__Input material__:
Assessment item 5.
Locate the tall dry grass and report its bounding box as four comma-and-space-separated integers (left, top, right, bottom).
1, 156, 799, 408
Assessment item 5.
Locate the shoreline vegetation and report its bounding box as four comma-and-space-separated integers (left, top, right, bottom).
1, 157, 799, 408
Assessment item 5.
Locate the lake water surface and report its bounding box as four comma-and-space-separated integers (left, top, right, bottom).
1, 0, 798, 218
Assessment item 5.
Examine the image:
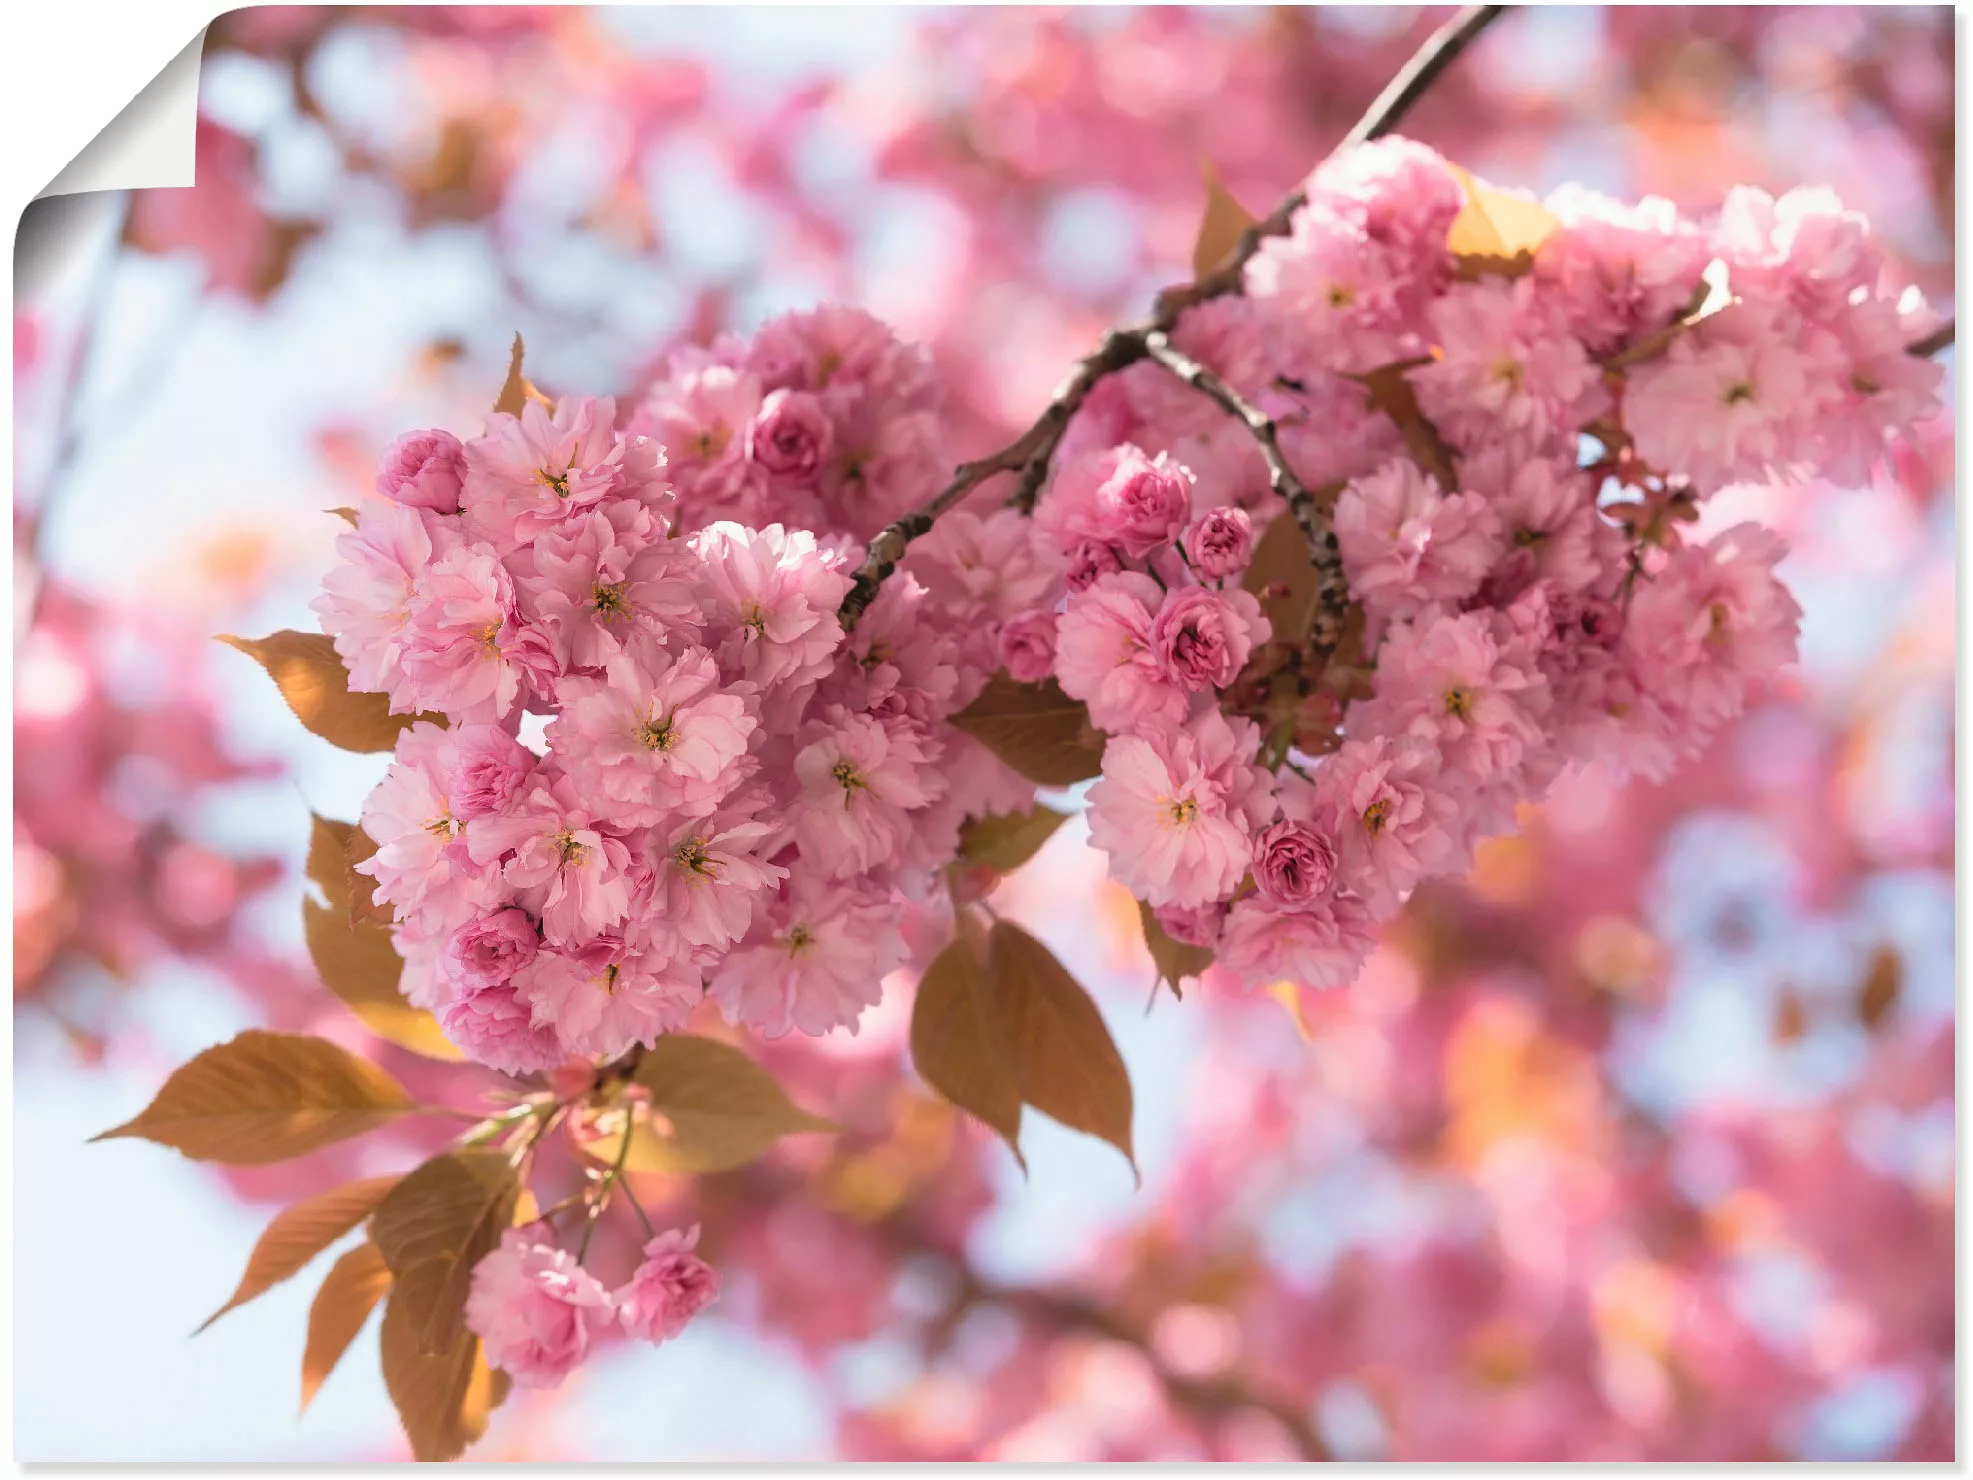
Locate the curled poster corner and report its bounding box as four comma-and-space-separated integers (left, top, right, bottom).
37, 28, 207, 200
18, 27, 206, 300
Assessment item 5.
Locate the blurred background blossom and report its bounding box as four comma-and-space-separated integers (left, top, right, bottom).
13, 5, 1953, 1461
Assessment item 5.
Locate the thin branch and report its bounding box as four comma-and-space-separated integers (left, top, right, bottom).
1140, 331, 1350, 657
834, 6, 1513, 628
836, 329, 1146, 623
961, 1273, 1332, 1461
1908, 318, 1955, 358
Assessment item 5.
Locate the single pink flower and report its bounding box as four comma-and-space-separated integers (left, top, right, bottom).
1181, 506, 1255, 580
514, 940, 698, 1060
554, 645, 757, 826
1149, 585, 1269, 694
749, 387, 834, 480
616, 1226, 720, 1344
1251, 819, 1337, 905
375, 428, 466, 513
1053, 571, 1187, 734
1086, 711, 1272, 910
466, 778, 634, 947
710, 879, 907, 1038
996, 611, 1059, 684
793, 708, 945, 878
465, 1227, 615, 1389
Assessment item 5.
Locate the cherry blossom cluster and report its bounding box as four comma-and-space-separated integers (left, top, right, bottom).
1028, 137, 1942, 999
315, 306, 1052, 1073
465, 1222, 718, 1389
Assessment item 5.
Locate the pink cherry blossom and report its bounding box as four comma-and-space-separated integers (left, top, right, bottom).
466, 777, 635, 947
996, 611, 1058, 684
1251, 819, 1337, 905
397, 544, 532, 722
1036, 444, 1195, 560
1086, 711, 1272, 910
1333, 460, 1502, 627
375, 428, 466, 513
794, 708, 945, 878
1307, 735, 1466, 919
312, 502, 450, 699
514, 939, 698, 1059
1214, 889, 1375, 993
616, 1226, 721, 1344
465, 1227, 616, 1389
517, 502, 700, 671
691, 522, 853, 694
554, 646, 757, 826
711, 879, 908, 1038
1053, 571, 1186, 734
1180, 506, 1255, 580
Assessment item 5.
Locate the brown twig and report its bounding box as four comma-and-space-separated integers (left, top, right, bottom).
1908, 318, 1955, 358
961, 1272, 1332, 1461
1139, 331, 1350, 657
835, 5, 1513, 628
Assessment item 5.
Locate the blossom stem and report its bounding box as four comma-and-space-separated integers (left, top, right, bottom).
578, 1105, 639, 1263
835, 5, 1512, 630
1908, 318, 1955, 358
1139, 331, 1351, 660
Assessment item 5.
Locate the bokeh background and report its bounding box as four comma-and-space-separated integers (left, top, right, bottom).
13, 5, 1955, 1461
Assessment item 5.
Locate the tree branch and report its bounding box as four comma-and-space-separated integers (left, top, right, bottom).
961, 1271, 1332, 1461
1908, 318, 1955, 358
835, 5, 1513, 628
1140, 331, 1350, 656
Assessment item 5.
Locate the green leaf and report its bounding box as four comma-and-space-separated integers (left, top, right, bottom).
958, 804, 1072, 873
93, 1030, 414, 1164
950, 675, 1106, 787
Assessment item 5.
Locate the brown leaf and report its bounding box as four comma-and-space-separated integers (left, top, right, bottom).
1137, 899, 1212, 998
1772, 989, 1810, 1045
991, 922, 1137, 1174
1357, 363, 1458, 489
582, 1035, 837, 1176
493, 332, 529, 417
93, 1030, 414, 1164
1605, 258, 1738, 370
217, 631, 443, 753
327, 507, 359, 526
492, 332, 552, 418
302, 1240, 392, 1411
1192, 157, 1257, 278
950, 675, 1106, 787
373, 1150, 520, 1356
303, 898, 461, 1062
959, 805, 1072, 874
1446, 162, 1560, 278
200, 1174, 401, 1331
306, 814, 389, 926
1857, 945, 1903, 1030
379, 1288, 498, 1461
1242, 509, 1321, 646
910, 928, 1025, 1167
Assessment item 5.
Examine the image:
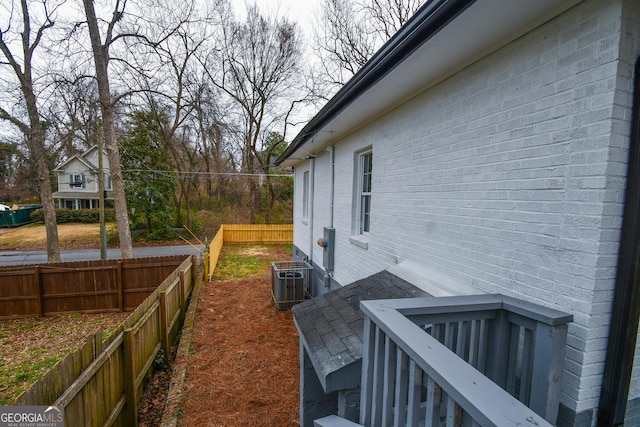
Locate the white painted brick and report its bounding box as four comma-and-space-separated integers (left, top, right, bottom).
291, 0, 640, 417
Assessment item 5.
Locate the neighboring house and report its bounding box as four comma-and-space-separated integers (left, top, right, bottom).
276, 0, 640, 426
52, 146, 113, 210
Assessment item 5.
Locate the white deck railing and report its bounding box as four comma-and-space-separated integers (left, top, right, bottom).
353, 294, 572, 427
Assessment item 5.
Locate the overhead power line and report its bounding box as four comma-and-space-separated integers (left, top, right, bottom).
121, 169, 293, 178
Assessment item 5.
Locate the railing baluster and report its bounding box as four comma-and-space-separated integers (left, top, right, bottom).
357, 296, 570, 427
456, 321, 467, 359
477, 319, 488, 373
407, 359, 423, 427
445, 390, 455, 427
425, 375, 441, 427
519, 328, 534, 405
444, 322, 455, 352
360, 316, 376, 426
506, 324, 520, 395
371, 326, 385, 426
468, 320, 479, 369
433, 323, 442, 342
382, 335, 397, 425
394, 348, 409, 427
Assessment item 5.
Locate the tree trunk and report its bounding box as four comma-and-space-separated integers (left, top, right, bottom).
0, 1, 62, 263
82, 0, 134, 258
28, 123, 61, 263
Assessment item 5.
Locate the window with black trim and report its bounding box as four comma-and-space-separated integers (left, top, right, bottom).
70, 173, 84, 188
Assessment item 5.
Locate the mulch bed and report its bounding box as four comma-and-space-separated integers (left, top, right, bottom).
174, 245, 300, 426
1, 244, 300, 425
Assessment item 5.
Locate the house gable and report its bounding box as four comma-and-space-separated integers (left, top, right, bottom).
52, 146, 112, 208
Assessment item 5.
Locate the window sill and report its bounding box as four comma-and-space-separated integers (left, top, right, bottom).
349, 235, 369, 250
301, 219, 309, 225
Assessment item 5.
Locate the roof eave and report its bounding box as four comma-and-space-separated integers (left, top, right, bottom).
276, 0, 582, 167
276, 0, 474, 166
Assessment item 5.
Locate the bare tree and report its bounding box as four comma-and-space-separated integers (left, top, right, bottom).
204, 4, 303, 222
81, 0, 134, 258
192, 83, 234, 204
137, 3, 211, 229
313, 0, 424, 98
49, 78, 101, 155
364, 0, 424, 38
0, 0, 62, 262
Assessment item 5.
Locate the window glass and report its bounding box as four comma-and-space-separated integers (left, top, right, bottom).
302, 171, 309, 220
360, 151, 372, 234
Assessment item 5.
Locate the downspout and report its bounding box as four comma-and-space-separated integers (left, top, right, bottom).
308, 157, 315, 265
597, 56, 640, 427
329, 146, 335, 228
324, 146, 336, 288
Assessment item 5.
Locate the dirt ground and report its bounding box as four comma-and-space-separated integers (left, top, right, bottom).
177, 245, 300, 427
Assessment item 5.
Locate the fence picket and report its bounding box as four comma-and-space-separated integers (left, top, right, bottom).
0, 256, 186, 319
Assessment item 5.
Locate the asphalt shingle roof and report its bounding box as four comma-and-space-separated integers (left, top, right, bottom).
292, 270, 429, 392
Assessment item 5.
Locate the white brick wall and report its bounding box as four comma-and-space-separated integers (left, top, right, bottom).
293, 0, 640, 418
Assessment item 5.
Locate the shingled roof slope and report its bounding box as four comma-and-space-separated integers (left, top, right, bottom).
292, 270, 429, 392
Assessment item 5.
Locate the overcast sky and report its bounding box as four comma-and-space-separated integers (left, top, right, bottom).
249, 0, 320, 41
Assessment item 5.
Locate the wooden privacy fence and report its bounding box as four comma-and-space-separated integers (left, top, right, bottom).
0, 256, 189, 319
206, 224, 292, 280
14, 255, 198, 427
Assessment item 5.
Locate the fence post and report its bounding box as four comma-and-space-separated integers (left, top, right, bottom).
204, 253, 209, 282
34, 266, 43, 317
123, 328, 139, 427
190, 255, 196, 290
159, 292, 169, 358
179, 270, 186, 318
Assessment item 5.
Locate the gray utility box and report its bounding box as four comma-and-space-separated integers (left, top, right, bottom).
271, 261, 313, 310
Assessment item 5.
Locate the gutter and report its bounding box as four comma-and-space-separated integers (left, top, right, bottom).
275, 0, 475, 166
597, 56, 640, 426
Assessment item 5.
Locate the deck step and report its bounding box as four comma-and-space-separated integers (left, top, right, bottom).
313, 415, 364, 427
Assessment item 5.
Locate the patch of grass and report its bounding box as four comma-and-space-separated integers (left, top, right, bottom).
213, 252, 269, 280
0, 312, 128, 405
212, 245, 290, 280
0, 356, 62, 404
0, 223, 103, 250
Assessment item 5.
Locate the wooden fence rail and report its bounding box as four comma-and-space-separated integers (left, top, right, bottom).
0, 256, 187, 319
14, 255, 198, 427
222, 223, 292, 244
206, 224, 292, 280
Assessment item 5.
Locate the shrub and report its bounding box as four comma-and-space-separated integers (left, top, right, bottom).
30, 208, 116, 224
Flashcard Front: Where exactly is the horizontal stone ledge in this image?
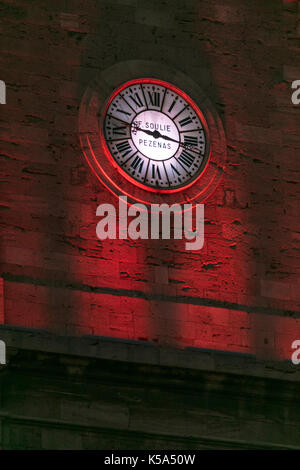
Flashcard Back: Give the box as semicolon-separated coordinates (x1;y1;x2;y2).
0;411;295;450
0;324;300;383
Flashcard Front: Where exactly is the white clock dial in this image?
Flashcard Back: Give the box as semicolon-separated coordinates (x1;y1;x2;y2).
103;80;209;191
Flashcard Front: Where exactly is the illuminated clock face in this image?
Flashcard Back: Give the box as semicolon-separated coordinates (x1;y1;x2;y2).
103;79;209;192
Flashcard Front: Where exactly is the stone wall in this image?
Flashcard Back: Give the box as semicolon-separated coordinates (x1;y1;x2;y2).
1;326;300;450
0;1;300;367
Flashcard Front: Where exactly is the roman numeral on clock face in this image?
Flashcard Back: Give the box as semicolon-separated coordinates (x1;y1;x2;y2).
144;162;167;187
129;93;144;109
152;163;162;180
164;158;190;186
122;153;147;181
148;91;161;108
131;155;144;173
116;141;132;158
168;164;182;182
146;162;168;188
183;135;198;147
116;108;132;117
179;116;193;128
170;164;180;176
104;115;132;141
113;125;127;136
108;96;134;123
168;98;178;113
178;150;195;168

__Required work__: Which lines in the records contain the word "exactly"? Copy each one.

__Exercise answer__:
Flashcard Front: Where exactly is the horizontal stone ledge in this image?
Flashcard Front: Where exactly is the white clock dial in this image?
Flashcard Front: Where exactly is the illuminated clock face in this image?
Flashcard Front: Where exactly is the stone wall in this image?
Flashcard Front: Where exactly is the roman numeral on clock face in this image?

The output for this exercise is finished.